Each line of the listing that holds "person" counts once; report how many there are, and nothing more.

—————

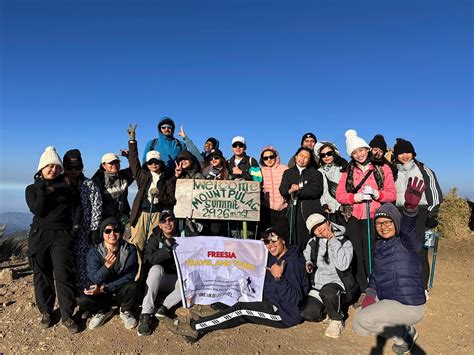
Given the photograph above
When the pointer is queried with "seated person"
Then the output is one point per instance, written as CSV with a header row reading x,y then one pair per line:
x,y
111,266
328,258
162,276
286,284
395,297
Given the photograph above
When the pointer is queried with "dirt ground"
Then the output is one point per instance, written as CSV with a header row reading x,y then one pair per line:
x,y
446,328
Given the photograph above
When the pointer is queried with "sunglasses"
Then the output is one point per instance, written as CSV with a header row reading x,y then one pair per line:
x,y
328,154
268,157
74,168
273,239
110,230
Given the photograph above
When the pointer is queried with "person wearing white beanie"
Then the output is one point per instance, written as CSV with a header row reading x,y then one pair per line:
x,y
365,183
57,215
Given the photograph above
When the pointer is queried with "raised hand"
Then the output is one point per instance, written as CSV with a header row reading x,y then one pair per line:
x,y
131,132
414,192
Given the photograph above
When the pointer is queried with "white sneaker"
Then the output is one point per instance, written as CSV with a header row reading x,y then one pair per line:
x,y
334,328
129,321
99,319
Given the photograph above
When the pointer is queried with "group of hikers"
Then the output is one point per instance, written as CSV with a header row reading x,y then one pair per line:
x,y
338,233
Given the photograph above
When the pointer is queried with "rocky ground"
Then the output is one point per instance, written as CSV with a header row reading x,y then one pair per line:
x,y
446,328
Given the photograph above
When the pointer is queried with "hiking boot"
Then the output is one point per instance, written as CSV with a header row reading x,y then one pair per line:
x,y
334,328
162,312
99,319
129,321
407,343
183,328
200,311
46,320
144,324
71,325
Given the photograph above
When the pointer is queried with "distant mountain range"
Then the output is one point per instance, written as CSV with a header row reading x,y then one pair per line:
x,y
15,222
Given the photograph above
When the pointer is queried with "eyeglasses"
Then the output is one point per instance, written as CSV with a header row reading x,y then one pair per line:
x,y
110,230
74,168
273,239
383,224
167,220
269,157
328,154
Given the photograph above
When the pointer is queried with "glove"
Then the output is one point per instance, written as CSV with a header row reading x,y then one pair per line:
x,y
431,222
131,132
367,301
75,230
413,193
95,237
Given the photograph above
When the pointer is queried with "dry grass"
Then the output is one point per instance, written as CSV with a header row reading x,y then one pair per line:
x,y
454,214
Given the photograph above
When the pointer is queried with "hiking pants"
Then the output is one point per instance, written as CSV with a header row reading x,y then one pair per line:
x,y
240,313
160,282
51,257
386,318
357,233
126,297
330,300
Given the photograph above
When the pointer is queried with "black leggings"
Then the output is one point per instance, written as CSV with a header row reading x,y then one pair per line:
x,y
240,313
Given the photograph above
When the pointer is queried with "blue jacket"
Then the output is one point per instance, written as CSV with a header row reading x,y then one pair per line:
x,y
113,278
397,269
288,292
168,147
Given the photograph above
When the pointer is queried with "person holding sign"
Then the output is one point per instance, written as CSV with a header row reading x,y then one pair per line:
x,y
286,284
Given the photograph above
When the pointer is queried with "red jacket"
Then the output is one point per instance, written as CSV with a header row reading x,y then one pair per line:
x,y
386,194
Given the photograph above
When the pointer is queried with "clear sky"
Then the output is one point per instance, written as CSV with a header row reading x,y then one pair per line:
x,y
74,74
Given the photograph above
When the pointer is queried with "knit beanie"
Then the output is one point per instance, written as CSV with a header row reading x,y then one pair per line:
x,y
215,142
378,142
353,142
403,146
388,210
308,135
73,158
49,156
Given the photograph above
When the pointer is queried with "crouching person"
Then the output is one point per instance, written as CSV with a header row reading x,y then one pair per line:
x,y
286,284
111,266
162,276
328,257
395,298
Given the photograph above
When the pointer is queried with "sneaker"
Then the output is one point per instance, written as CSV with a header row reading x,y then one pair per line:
x,y
199,311
129,321
183,328
46,320
99,319
407,343
144,324
162,312
334,328
71,325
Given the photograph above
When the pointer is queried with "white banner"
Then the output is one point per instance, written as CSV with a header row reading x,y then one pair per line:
x,y
219,269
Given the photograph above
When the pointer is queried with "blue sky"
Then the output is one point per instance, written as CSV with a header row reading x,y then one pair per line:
x,y
74,74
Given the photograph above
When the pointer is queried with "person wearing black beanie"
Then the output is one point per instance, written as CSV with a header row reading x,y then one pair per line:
x,y
408,167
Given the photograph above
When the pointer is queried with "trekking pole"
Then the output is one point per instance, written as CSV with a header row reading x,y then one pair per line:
x,y
433,262
367,208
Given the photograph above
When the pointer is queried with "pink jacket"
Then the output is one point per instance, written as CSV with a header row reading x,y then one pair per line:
x,y
386,194
271,182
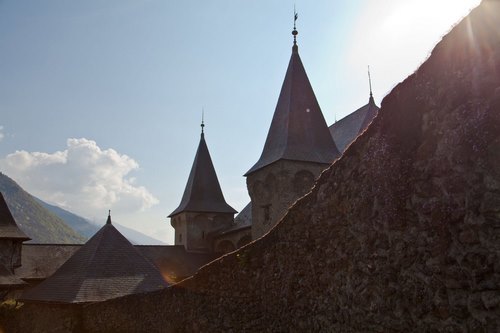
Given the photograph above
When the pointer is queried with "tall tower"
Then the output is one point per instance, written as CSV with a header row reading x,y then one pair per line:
x,y
203,210
297,149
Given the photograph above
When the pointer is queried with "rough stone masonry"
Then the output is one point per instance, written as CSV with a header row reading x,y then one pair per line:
x,y
401,234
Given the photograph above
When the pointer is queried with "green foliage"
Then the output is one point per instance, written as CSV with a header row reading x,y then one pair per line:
x,y
37,222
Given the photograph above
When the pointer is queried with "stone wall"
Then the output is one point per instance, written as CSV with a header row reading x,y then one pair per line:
x,y
402,234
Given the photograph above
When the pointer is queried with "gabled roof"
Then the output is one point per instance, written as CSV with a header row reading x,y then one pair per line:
x,y
203,192
298,130
348,128
8,226
107,266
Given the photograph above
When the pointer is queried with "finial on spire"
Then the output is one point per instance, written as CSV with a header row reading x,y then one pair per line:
x,y
371,100
202,120
370,81
295,32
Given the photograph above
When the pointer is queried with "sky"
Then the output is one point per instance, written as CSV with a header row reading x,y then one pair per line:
x,y
101,101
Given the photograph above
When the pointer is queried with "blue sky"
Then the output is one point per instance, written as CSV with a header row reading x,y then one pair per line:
x,y
100,101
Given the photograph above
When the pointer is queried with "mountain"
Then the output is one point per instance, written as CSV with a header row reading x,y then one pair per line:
x,y
41,225
78,223
88,229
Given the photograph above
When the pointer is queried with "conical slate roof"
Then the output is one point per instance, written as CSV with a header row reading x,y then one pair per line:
x,y
348,128
203,192
298,130
107,266
8,226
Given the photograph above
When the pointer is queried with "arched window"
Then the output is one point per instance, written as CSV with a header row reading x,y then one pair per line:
x,y
303,181
244,240
225,247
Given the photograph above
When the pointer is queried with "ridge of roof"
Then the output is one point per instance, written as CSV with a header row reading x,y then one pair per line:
x,y
203,192
298,130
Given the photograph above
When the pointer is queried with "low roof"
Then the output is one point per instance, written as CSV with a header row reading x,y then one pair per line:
x,y
42,260
107,266
174,262
8,226
9,280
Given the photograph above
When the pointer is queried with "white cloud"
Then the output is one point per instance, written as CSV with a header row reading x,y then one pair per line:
x,y
84,178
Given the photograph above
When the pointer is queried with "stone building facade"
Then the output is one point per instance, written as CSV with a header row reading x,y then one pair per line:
x,y
11,238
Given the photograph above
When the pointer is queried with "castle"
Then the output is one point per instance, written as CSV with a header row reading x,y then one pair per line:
x,y
299,146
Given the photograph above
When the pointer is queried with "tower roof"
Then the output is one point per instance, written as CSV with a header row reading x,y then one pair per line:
x,y
8,226
298,130
107,266
203,192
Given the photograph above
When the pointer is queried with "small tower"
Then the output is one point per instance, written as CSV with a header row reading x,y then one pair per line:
x,y
347,129
297,149
203,211
11,238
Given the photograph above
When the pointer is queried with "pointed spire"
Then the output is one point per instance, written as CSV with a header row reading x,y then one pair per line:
x,y
8,226
371,101
108,221
295,32
203,192
298,131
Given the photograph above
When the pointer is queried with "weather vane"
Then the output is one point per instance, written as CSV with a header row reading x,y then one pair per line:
x,y
370,81
202,119
295,32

—————

**RESULT BELOW**
5